Below is a listing; repeat exactly the lines from the one containing "Annotate the white foam" to the one containing "Annotate the bridge post", both included.

*MATERIAL PROVIDED*

....................

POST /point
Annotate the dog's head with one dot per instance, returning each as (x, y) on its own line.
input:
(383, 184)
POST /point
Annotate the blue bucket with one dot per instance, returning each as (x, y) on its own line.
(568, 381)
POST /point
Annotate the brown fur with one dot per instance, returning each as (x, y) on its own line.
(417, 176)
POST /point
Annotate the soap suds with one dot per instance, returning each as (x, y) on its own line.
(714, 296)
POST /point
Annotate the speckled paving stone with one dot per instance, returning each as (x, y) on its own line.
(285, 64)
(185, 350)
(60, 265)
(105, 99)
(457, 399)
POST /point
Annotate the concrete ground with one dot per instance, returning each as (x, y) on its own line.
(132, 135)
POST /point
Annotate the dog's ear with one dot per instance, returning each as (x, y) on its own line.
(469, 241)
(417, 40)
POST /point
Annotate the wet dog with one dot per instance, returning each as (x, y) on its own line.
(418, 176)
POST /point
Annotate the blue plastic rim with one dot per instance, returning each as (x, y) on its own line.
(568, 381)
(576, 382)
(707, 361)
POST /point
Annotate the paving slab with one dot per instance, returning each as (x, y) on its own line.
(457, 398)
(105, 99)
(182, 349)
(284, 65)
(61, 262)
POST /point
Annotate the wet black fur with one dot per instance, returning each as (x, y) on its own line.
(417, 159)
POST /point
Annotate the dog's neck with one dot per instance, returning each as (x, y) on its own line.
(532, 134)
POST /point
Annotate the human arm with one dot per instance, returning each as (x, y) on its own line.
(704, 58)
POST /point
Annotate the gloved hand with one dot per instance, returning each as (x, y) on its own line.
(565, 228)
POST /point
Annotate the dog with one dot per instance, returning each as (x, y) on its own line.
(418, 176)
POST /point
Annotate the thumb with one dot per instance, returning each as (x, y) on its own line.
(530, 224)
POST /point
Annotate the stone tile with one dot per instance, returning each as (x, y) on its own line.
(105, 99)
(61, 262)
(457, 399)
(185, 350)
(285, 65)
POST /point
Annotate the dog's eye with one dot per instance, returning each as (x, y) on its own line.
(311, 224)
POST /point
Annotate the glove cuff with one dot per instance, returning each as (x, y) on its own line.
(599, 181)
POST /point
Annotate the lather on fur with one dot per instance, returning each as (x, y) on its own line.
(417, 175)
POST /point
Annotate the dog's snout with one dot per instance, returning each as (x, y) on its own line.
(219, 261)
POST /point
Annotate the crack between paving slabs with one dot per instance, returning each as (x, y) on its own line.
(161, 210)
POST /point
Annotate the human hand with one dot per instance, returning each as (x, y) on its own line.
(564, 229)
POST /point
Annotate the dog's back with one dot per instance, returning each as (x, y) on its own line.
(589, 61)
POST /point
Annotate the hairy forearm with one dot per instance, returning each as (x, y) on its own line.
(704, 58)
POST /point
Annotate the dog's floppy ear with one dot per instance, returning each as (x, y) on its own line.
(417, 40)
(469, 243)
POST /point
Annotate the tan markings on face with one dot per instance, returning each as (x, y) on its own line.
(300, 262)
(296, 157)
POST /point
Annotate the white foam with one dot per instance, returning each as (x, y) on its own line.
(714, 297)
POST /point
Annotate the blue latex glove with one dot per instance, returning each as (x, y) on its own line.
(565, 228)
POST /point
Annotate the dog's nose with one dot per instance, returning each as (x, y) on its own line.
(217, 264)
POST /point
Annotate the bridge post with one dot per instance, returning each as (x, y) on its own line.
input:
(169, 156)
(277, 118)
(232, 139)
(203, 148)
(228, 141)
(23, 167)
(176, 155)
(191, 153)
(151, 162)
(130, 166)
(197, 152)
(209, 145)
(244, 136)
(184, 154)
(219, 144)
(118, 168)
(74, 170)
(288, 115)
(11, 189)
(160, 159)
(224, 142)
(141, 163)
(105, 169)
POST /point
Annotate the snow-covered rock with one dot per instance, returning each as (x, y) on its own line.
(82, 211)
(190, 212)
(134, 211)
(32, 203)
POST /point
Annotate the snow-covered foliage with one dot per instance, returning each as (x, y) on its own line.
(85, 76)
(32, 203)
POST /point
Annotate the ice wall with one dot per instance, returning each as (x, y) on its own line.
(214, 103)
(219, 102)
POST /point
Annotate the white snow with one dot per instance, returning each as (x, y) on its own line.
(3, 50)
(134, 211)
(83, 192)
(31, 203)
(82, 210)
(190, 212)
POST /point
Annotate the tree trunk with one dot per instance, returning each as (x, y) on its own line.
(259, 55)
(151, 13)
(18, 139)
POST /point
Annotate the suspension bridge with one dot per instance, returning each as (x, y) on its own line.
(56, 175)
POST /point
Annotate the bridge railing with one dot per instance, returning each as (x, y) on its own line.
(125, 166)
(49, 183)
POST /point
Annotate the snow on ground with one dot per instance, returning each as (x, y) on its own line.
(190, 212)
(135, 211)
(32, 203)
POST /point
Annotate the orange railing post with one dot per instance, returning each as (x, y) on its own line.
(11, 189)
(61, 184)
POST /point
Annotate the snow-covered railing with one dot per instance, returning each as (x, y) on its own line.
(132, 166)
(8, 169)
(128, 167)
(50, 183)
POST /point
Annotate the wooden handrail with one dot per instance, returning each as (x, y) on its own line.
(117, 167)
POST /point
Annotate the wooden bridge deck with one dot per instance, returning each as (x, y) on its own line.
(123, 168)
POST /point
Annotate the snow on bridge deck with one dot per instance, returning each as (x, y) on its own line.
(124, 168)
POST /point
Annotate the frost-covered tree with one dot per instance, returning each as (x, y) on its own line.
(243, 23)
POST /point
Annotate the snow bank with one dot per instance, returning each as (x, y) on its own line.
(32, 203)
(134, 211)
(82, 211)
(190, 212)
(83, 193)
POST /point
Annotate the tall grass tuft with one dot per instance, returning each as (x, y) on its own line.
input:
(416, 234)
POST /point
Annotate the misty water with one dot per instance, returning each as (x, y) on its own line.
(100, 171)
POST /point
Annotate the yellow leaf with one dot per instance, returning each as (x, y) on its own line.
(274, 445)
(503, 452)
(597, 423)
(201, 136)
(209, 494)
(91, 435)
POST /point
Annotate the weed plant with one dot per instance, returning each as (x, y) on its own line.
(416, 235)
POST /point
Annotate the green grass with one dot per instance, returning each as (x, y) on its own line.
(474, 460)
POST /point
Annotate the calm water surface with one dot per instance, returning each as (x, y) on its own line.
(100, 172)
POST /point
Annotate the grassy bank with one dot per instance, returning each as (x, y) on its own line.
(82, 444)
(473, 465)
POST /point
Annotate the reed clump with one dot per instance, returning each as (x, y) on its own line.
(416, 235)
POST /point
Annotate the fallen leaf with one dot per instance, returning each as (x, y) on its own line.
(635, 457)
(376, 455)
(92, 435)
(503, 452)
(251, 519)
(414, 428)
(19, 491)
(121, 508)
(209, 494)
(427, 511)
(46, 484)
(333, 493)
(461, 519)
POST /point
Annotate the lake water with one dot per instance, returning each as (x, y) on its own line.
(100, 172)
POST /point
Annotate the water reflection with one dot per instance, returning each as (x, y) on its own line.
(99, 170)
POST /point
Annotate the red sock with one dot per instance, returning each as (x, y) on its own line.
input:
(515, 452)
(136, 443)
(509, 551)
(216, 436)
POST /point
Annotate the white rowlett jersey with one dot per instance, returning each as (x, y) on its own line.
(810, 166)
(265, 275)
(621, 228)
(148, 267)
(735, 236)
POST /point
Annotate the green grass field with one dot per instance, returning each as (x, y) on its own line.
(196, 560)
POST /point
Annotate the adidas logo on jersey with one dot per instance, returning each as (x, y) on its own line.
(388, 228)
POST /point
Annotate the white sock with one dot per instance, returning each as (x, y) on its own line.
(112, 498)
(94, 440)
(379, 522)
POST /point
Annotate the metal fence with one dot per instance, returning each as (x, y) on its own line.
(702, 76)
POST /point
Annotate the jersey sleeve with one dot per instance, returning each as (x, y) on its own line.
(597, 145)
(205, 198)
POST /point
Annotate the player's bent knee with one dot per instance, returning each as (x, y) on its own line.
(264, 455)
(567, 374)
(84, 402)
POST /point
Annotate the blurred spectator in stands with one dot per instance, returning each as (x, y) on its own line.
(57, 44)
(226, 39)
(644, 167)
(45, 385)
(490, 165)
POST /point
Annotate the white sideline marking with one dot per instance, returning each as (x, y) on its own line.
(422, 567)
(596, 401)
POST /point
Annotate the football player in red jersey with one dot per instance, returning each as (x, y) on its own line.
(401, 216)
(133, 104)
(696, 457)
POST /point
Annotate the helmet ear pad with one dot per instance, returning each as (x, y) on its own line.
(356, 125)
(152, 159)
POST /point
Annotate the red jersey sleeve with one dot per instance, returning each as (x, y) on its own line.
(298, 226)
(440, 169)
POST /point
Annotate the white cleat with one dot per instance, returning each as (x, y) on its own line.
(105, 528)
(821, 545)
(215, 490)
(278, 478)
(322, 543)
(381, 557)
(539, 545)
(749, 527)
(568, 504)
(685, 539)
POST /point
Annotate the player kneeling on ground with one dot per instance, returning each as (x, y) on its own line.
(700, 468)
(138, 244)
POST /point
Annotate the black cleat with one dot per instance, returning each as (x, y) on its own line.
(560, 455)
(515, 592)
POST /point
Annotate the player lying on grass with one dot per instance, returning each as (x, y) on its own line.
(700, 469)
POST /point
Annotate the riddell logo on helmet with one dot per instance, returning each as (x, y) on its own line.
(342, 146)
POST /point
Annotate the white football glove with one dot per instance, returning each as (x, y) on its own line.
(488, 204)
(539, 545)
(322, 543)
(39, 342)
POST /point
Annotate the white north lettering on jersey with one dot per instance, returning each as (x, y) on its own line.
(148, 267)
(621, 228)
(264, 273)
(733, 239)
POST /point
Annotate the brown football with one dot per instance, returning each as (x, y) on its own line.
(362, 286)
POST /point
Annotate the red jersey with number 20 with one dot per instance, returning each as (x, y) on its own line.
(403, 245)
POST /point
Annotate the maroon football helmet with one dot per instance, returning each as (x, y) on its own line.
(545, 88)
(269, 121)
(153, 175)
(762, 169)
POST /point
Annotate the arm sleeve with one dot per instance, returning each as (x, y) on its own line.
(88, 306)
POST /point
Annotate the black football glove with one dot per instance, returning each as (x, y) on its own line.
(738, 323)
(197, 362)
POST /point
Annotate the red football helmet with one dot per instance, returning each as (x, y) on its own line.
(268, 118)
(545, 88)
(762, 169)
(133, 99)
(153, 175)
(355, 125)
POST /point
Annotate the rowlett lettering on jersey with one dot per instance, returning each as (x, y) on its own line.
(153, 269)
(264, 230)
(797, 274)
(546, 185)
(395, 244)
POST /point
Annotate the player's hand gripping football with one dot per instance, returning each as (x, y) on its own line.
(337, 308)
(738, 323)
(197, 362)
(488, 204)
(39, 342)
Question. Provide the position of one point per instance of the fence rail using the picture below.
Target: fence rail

....................

*ANSWER SPACE*
Annotate the white foam with one dot per instance, returning each as (x, y) on its own line.
(714, 297)
POST /point
Annotate the blue latex glove with one dot per instance, returning each as (x, y) on its own line.
(565, 228)
POST /point
Annotate the dog's nose with one dot per instance, returning each as (x, y) on its own line.
(217, 264)
POST /point
Annotate the bridge post with one dot per instance, returning each as (x, y) on its own line.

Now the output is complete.